BEGIN RECORDS TO USE
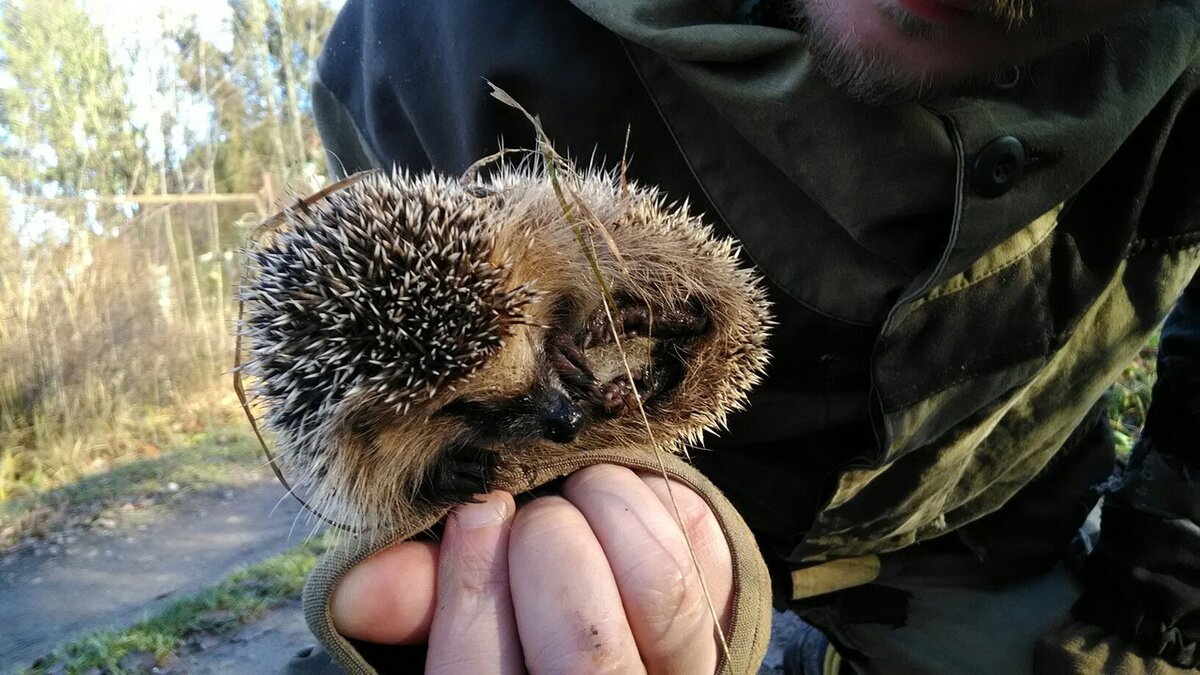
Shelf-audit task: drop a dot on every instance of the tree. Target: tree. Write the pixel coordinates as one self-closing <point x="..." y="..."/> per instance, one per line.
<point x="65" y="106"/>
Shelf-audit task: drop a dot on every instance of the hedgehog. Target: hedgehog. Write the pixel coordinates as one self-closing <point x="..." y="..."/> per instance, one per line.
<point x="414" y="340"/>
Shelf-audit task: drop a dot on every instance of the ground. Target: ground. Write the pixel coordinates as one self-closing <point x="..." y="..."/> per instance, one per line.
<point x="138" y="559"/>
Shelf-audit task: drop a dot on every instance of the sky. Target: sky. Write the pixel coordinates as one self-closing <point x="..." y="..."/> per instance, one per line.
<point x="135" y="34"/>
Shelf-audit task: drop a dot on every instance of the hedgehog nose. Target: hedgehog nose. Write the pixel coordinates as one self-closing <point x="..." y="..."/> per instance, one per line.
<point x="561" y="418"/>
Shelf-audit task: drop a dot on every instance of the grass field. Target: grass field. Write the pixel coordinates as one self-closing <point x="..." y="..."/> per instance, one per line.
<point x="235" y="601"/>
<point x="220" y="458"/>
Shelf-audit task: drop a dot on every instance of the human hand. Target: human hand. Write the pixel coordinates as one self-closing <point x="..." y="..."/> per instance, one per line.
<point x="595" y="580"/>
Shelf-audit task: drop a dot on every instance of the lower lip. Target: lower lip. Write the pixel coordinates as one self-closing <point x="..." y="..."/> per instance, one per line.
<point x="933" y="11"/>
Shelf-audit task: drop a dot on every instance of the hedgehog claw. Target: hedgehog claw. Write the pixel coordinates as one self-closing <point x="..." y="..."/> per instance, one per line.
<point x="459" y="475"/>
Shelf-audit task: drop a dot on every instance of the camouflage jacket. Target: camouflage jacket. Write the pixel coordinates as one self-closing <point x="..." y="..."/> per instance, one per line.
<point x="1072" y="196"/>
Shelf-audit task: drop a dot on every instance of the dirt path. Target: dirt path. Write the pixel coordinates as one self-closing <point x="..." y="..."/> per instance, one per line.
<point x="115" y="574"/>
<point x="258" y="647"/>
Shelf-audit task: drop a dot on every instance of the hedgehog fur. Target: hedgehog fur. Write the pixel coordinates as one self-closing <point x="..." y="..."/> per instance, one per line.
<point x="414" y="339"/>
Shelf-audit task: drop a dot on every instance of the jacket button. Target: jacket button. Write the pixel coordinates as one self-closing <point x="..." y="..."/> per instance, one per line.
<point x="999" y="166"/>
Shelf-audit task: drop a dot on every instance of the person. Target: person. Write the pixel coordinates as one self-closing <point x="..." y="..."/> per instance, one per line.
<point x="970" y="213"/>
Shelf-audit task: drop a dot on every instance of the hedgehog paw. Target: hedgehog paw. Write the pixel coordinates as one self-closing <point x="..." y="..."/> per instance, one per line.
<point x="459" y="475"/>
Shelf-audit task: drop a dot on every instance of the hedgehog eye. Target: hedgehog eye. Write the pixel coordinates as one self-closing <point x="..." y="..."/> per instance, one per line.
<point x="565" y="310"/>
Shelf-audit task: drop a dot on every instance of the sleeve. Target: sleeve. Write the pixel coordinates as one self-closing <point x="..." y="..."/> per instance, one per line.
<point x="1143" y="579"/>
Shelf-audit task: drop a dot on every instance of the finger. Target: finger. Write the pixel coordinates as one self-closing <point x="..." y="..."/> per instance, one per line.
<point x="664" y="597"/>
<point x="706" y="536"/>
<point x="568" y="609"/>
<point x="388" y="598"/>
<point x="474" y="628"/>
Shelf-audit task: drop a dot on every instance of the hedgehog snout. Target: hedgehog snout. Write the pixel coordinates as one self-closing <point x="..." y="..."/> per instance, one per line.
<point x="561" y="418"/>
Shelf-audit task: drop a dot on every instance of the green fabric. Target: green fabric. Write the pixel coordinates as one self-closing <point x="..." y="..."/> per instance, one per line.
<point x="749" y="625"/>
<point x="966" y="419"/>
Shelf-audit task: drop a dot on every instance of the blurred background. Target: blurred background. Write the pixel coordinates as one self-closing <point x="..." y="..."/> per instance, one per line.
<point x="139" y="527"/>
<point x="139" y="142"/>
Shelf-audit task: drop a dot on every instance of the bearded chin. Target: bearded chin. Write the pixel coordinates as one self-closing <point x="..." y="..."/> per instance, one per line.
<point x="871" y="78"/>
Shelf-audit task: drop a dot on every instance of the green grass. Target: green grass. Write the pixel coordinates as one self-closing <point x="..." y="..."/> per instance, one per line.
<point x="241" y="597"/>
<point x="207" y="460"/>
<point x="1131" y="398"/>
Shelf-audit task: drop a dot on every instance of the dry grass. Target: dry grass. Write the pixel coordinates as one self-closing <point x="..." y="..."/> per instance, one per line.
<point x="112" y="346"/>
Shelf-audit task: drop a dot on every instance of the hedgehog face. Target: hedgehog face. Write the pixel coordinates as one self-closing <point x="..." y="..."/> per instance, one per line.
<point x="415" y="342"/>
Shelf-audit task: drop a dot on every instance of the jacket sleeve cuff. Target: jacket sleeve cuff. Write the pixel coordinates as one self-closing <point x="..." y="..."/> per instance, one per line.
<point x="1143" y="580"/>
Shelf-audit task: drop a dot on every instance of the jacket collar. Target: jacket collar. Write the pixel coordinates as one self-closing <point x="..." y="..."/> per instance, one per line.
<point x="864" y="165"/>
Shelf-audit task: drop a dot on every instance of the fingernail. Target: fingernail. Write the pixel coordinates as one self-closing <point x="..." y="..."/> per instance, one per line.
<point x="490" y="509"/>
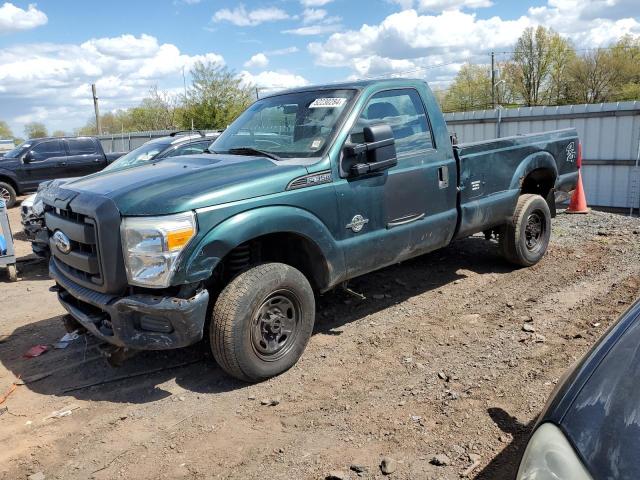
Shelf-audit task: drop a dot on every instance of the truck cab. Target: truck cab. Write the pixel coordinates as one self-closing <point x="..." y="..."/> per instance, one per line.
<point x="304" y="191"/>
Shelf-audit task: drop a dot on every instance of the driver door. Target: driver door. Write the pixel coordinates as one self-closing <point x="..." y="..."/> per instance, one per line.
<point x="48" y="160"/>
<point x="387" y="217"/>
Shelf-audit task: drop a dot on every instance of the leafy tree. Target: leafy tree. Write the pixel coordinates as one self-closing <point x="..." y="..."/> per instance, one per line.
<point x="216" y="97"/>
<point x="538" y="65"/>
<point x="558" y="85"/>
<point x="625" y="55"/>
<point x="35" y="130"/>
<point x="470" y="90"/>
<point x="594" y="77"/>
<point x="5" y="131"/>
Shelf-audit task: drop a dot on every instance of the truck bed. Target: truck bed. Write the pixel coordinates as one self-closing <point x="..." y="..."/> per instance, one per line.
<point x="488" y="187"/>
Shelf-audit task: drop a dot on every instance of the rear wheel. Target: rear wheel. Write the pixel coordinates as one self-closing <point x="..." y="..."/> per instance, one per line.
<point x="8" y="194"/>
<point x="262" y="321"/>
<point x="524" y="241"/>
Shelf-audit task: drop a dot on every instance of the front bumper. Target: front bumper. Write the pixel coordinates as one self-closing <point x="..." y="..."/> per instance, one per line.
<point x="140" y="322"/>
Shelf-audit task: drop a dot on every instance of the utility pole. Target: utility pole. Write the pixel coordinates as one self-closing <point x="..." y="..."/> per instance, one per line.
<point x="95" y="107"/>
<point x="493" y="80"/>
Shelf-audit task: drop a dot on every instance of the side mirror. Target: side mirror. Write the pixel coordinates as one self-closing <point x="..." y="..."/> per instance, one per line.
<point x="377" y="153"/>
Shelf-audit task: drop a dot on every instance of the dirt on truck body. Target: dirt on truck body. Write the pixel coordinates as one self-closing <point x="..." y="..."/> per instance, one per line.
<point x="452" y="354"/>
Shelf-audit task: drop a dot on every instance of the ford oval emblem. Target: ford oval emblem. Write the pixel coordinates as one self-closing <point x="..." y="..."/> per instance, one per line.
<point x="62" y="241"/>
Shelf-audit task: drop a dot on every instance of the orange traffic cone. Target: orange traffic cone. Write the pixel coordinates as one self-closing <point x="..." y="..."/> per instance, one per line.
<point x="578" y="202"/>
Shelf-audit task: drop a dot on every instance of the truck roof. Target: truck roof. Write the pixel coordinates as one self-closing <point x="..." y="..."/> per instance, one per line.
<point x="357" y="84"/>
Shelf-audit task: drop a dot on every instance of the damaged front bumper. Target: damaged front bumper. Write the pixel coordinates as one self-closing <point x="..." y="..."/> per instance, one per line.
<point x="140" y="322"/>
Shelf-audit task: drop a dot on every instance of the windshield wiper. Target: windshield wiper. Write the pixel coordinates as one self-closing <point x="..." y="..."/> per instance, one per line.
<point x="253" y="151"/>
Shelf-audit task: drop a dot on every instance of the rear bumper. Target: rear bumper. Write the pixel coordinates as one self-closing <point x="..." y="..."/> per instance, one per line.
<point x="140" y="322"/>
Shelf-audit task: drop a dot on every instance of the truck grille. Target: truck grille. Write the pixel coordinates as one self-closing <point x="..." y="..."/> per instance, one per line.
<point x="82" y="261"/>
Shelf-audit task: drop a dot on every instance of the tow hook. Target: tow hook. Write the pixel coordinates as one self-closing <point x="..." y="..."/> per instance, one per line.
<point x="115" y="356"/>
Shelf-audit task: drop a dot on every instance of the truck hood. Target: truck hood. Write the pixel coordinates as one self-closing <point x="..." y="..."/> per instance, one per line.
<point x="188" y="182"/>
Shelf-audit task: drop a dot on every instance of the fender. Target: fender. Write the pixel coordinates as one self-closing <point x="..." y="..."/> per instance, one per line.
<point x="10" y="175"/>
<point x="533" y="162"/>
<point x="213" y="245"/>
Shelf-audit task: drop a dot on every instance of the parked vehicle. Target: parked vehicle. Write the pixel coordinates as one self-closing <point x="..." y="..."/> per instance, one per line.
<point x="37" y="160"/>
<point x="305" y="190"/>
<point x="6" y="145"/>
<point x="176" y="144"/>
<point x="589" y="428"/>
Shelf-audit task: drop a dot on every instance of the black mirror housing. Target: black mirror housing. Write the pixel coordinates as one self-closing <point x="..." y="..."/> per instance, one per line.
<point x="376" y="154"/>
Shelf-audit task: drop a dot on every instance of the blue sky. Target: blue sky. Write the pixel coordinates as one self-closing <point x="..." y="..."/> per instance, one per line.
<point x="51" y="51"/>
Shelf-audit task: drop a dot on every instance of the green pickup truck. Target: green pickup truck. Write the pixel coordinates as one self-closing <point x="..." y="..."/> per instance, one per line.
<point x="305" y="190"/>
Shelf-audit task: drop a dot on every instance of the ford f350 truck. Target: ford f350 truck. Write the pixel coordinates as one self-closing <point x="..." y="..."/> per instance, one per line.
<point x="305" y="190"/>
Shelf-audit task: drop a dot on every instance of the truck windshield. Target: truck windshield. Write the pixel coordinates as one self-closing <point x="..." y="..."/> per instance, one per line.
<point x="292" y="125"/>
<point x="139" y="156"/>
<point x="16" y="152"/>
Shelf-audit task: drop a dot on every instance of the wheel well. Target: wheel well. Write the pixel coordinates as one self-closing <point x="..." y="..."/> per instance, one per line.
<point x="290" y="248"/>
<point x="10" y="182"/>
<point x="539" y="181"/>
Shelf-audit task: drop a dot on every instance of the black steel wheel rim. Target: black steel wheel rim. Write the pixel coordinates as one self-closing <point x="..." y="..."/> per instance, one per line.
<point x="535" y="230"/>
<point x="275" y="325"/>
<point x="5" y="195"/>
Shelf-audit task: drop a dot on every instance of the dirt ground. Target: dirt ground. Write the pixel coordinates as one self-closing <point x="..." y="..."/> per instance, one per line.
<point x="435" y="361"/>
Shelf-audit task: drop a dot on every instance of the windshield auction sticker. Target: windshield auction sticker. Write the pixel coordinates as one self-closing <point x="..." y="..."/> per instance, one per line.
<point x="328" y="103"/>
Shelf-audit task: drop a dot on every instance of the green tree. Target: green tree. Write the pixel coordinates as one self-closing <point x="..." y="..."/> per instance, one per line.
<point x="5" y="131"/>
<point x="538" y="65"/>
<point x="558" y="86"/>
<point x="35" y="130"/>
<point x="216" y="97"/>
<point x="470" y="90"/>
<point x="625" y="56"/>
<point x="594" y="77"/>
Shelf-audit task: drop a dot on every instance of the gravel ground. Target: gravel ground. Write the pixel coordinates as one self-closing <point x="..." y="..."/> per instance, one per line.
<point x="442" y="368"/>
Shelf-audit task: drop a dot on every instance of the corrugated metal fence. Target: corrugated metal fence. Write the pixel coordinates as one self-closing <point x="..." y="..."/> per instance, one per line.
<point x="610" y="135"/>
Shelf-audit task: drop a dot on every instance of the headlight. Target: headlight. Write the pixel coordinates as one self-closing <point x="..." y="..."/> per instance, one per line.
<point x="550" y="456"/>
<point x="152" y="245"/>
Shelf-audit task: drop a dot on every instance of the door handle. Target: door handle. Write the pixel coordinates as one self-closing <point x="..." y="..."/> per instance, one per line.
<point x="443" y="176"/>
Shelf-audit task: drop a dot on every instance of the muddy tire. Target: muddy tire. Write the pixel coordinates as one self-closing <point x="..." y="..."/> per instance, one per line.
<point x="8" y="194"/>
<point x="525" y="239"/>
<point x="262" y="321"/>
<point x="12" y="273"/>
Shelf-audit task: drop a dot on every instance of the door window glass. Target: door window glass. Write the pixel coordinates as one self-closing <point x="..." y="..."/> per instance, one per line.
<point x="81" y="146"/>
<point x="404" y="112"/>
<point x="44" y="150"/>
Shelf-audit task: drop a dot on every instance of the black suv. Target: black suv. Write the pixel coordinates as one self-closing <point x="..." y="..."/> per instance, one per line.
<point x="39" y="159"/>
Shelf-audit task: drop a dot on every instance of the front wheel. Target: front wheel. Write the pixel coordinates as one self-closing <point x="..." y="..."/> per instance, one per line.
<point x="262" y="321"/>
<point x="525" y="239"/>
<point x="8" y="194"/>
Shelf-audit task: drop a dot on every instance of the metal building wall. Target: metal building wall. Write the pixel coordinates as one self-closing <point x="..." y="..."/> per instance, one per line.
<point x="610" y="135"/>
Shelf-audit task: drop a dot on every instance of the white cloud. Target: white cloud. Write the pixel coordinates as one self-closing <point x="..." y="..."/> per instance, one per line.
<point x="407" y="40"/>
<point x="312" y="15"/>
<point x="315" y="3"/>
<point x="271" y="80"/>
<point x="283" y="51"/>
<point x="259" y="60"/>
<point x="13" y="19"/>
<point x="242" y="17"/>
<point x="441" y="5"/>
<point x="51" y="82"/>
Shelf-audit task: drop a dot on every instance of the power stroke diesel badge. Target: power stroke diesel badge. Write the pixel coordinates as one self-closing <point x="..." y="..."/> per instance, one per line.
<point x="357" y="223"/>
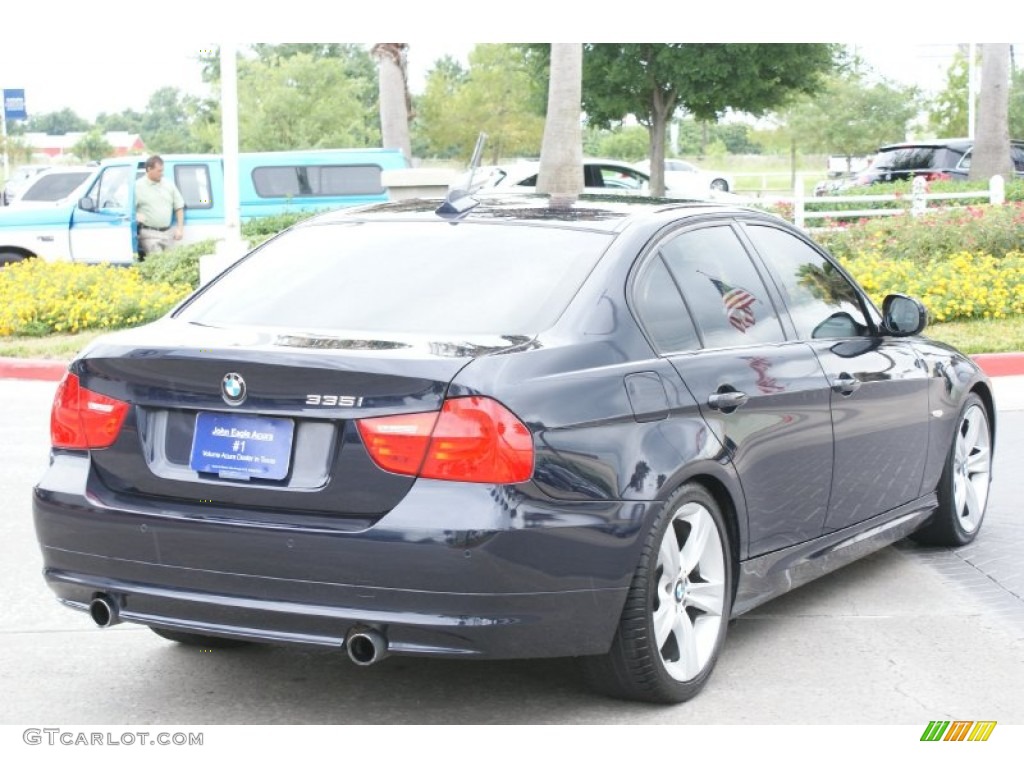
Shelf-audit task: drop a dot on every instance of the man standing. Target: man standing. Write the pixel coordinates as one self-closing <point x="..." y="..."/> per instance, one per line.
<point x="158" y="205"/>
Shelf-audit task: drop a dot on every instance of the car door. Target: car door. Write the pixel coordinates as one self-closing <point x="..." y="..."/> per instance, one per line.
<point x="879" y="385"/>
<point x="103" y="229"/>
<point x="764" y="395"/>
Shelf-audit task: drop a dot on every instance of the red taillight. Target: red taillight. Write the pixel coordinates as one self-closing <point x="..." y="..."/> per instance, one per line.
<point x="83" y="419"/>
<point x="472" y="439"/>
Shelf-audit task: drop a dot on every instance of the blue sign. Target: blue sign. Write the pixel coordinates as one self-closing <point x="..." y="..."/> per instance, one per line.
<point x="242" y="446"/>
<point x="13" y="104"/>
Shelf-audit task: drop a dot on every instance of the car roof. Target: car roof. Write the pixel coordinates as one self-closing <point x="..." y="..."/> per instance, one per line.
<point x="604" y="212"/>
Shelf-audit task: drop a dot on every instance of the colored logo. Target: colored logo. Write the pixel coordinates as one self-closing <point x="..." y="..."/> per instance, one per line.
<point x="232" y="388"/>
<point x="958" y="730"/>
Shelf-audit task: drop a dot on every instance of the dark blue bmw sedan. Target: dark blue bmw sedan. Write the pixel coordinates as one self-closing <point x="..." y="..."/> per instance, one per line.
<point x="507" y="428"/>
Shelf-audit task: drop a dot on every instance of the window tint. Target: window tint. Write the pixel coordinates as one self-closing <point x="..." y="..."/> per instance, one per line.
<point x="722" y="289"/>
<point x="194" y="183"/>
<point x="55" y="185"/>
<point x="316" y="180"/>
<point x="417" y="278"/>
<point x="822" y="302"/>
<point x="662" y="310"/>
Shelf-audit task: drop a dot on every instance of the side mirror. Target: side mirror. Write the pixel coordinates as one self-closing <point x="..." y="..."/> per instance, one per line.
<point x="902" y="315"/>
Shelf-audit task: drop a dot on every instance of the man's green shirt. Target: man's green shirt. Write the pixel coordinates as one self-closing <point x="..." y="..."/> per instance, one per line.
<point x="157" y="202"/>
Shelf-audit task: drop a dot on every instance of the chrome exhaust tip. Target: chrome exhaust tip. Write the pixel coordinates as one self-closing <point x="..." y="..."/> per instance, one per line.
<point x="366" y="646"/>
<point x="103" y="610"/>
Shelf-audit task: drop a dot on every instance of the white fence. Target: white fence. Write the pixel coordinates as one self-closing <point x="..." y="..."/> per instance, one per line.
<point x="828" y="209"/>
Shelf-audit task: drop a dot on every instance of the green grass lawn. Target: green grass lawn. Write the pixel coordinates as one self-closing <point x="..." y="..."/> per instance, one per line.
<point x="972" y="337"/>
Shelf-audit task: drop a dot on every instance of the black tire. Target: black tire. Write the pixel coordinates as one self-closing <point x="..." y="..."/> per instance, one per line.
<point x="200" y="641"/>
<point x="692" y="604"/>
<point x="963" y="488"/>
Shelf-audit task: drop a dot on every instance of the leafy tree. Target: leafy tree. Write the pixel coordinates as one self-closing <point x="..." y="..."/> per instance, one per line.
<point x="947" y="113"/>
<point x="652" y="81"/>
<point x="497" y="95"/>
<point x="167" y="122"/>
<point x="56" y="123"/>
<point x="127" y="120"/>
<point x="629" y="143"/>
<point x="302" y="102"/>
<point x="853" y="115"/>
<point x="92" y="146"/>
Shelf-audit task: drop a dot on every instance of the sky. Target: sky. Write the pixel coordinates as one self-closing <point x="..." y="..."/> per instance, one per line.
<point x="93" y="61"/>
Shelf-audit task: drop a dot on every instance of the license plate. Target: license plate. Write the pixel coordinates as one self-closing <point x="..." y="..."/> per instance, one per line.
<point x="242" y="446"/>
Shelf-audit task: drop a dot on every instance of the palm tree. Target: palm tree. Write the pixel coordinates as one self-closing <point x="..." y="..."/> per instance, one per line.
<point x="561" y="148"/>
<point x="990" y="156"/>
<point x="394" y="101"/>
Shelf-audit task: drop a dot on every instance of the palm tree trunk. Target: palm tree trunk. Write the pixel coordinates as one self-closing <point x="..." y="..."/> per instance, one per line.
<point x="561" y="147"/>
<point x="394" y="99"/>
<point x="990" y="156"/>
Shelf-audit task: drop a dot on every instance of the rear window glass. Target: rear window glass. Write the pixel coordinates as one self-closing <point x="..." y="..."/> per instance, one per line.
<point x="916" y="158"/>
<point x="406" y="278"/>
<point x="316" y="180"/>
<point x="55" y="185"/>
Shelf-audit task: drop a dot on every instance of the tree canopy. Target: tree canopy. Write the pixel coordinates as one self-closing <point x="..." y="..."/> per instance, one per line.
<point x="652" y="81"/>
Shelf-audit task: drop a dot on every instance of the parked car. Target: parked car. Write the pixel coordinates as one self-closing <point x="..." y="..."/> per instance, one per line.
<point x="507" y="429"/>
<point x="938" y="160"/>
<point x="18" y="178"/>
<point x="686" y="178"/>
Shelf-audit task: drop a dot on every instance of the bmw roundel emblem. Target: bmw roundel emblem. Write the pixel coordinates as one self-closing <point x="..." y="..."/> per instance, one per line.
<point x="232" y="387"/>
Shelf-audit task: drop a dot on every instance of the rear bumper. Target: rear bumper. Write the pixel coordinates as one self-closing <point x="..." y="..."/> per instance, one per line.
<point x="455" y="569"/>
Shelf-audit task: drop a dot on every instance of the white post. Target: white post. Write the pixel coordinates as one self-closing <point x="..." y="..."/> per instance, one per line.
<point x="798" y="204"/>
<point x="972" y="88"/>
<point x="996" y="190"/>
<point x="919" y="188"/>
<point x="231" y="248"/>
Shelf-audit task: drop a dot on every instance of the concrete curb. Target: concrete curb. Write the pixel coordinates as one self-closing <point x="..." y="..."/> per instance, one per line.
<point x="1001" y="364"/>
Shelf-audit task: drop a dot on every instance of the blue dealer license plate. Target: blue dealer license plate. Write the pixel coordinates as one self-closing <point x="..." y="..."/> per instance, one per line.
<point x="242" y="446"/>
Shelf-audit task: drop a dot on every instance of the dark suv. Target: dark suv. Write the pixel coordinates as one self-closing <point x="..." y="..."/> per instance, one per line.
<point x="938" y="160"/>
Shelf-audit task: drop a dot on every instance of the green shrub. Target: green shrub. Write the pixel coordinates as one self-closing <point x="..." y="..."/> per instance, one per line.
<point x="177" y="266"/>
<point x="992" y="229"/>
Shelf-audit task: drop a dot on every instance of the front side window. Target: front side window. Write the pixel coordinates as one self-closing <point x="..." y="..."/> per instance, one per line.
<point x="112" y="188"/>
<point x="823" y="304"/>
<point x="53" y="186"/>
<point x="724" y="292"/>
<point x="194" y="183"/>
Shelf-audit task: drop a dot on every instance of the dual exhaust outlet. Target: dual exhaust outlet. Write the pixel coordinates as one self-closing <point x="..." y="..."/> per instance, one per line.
END RECORDS TO USE
Reproduce the records above exactly, starting with the line that contains "the green shrub." and ending with the last line.

Shelf-audit task: drop a dot on every instance of the green shrub. Target: green shrub. Write the pixel coordinates as one self-closing <point x="..." y="..."/> per instance, one per line.
<point x="177" y="266"/>
<point x="992" y="229"/>
Shelf-audit task: drop a dot on every instance of the front side window. Target: front side window. Write the pixel coordinates as one self-closing <point x="..." y="..."/> per instance, one per line.
<point x="112" y="188"/>
<point x="823" y="304"/>
<point x="53" y="186"/>
<point x="724" y="292"/>
<point x="194" y="183"/>
Shelf-audit task: drop a dot on every instance of the dual exhaust outlet. Target: dual exhaust outlet. Write the pixel coordinates as one self-closing <point x="..." y="..."/> per instance, one per line.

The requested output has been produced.